Tatsu Aoki (青木 達幸, Aoki Tatsuyuki) (born September 19, 1957) is a multi-instrumentalist trained in traditional Japanese music (i.e.: taiko and shamisen), educator and experimental filmmaker. In his career as Chicago's Jazz and creative improvisor, he is mostly known as a long-standing bassist for Fred Anderson and he has also worked with George Freeman, and Von Freeman in the 90s. Aoki also has curious recording projects with Malachi Favors, Roscoe Mitchell, Don Moye, Wu Man, and other internationally renowned artists. Aoki also directs cultural events that promote the history of Japanese artistic traditions and contemporary Asian influences in jazz. As the founder and artistic director of Asian Improv Arts Midwest, he hosts events such as the annual Chicago Asian American Jazz Festival and the Japanese American Service Committee's Tsukasa Taiko Legacy arts residency program.

*EXERCISE BRIEF*: Write the next part of the biography of Tatsu Aoki, picking up after its final sentence.

(Region pointing data)
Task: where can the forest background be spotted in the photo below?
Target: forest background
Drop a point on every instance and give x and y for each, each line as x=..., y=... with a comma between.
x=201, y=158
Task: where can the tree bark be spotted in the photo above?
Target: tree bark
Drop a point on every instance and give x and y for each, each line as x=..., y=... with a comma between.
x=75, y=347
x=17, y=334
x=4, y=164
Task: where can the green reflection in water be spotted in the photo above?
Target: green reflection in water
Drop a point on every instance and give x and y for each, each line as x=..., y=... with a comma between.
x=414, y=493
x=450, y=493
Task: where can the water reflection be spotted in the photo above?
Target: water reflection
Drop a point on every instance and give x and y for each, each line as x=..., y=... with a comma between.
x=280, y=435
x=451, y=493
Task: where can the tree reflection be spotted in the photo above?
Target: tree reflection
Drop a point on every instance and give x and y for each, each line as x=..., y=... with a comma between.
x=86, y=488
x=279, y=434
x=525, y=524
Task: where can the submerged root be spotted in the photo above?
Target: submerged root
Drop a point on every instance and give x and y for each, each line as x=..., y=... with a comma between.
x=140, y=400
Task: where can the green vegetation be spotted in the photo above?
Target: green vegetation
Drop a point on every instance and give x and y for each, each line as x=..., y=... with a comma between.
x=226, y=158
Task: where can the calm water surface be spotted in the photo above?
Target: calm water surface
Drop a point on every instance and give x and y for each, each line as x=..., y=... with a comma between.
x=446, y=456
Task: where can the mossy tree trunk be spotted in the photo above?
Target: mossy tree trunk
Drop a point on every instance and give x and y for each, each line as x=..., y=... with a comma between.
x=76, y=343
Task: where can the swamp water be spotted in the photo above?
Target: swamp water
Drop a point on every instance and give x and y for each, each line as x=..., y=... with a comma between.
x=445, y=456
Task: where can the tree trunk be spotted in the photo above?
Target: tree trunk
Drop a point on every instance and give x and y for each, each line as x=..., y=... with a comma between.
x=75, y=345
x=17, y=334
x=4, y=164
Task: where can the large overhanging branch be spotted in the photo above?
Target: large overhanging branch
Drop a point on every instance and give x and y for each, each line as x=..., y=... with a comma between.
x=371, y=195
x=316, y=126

*EXPECTED ANSWER*:
== Biography ==
Tatsu Aoki is an advocate for the Asian American community as well as a filmmaker, educator, composer and a performer of traditional and experimental music forms. He was born in Tokyo in 1957 to Toyoakimoto, an artisan family proficient in okiya, the tradition of working as booking and training agents for geisha in downtown Tokyo. Starting at the age of four, Aoki was part of his family's performance crew and received traditional Tokyo geisha cultural training and studies which combined history with creativity. In the late 1960s, during Tokyo's economic and social decline, many traditional family businesses were forced to close. With his grandmother's passing, he shifted his training to American pop and experimental music. In the early 1970s, he became a member of Gintenkai, an experimental ensemble that combined traditional music with Western forms. He began to work in small-gauge and experimental films, influenced by his biological father, who was a movie producer at Shintoho studio.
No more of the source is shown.